■ 課題一覧
(1) ウルグアイのストライカー育成についての本文を読み、次の問いに答えてください。
(a) バビーフットボールは何人制のサッカーですか?
(b) バビーフットボールでは、ボールがタッチラインを割ったら何になりますか?
(c) バビーフットボールは何歳まで行なわれますか?
(2) ウルグアイのストライカー育成についての本文の続きを、最後の文の後から書いてください。

■ 提供本文
= = = = = = =

日本が悩むストライカー育成。ウルグアイから学ぶべきことは何か?

  • 篠 幸彦●取材・文 text by Shino Yukihiko
  • photo by Getty Images

 バビーフットボールとは、フットサルよりもさらに狭いコートでやる6人制のサッカーである。

「コンタクトプレーが多く、相手はスライディングしてボールを奪いにくるし、ボールがタッチラインを割ったらスローインなので空中戦もある。彼らはそのなかで相手を背負ってターンをしたり、シュートをしたりして、ゴールを狙います。ここでストライカーに必要な身のこなしや駆け引き、得点感覚を磨いているわけですね」

 バビーフットボールは12歳まで行なわれ、そこからいい選手が各クラブのスカウトに引き抜かれていく。そしてその幼い頃から激しい競争がある。

「たとえ10歳くらいの子どもでも、点が取れなかったら交代。競争のなかでストライカーとしての技術を磨いていくんです。日本の場合はなんでも平等にプレーさせたがりますが、ウルグアイではあり得ない。こうした激しい競争のなかで、生き抜く術や、点を取る術を身につけています」

= = = = = = =

■ 記録の抜粋
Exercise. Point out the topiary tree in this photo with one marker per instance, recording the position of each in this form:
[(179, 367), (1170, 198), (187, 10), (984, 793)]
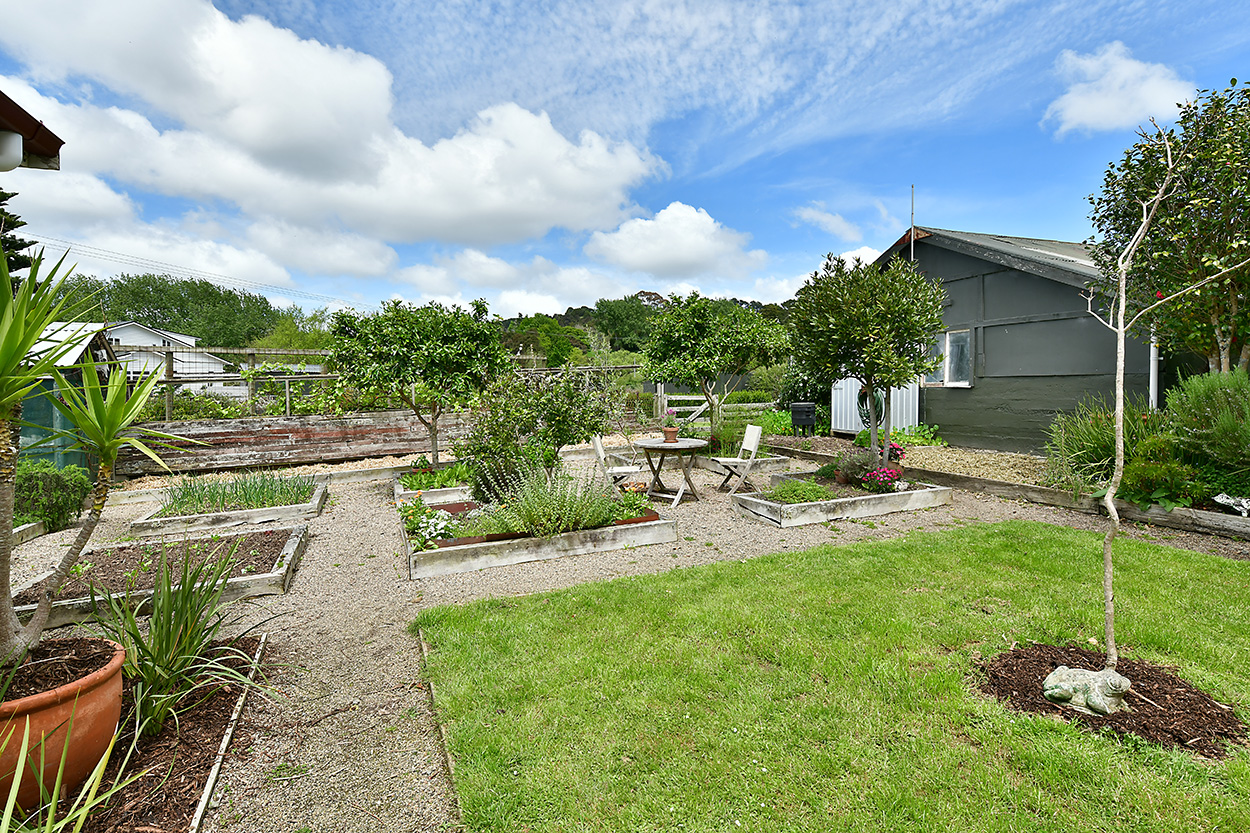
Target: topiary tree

= = = = = = =

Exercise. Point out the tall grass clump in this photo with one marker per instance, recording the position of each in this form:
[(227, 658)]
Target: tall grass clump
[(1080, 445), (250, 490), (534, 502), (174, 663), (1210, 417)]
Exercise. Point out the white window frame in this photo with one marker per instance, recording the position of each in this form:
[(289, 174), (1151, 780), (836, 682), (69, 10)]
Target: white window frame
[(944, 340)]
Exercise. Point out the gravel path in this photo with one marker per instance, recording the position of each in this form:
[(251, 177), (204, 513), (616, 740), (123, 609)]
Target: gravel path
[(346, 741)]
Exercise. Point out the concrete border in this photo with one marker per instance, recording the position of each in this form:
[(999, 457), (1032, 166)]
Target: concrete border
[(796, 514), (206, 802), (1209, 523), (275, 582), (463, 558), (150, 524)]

= = = = = = =

■ 課題の解答
(1)
(a) 6人制
(b) スローイン
(c) 12歳まで

(2)
<周囲を理解することも大切>

 そもそも、日本と南米では『ストライカー』の概念から異なるそうだ。

「日本の場合は前線のFWのポジションの選手=ストライカーと言われますが、南米の場合は『ゴレアドール』と言って、点を取る選手をストライカーと言うんです。チームでいちばん点を取った選手、得点王を獲得した選手、そうやって結果を残した選手がストライカーとして認められます。

 ウルグアイでは『ストライカー=自分が主役』ですし、ゴールを決めチームを勝たせるのが仕事です。一方、前線の選手はゴールに絡み、チームの勝利に貢献するのが仕事。ストライカーと前線の選手は違うと、全員が理解しています」

 そして、いいストライカーになるには強さやテクニックだけではなく、周りを理解するのも大事だと松原氏は言う。

「監督のサッカーの志向や、味方の特徴。例えば選手によってパスの出し方やタイミングは異なるので、ボールを受けるほうも走り出すタイミングが違いますよね。そういうアシストしてくれる味方のクセを理解するのも大事なんです。また、相手はどう攻撃して守備をするのか、マークしてくるDFの特徴や試合の流れを読み取ることも大切ですね。ストライカーは点を取るために何が必要かよく理解しています」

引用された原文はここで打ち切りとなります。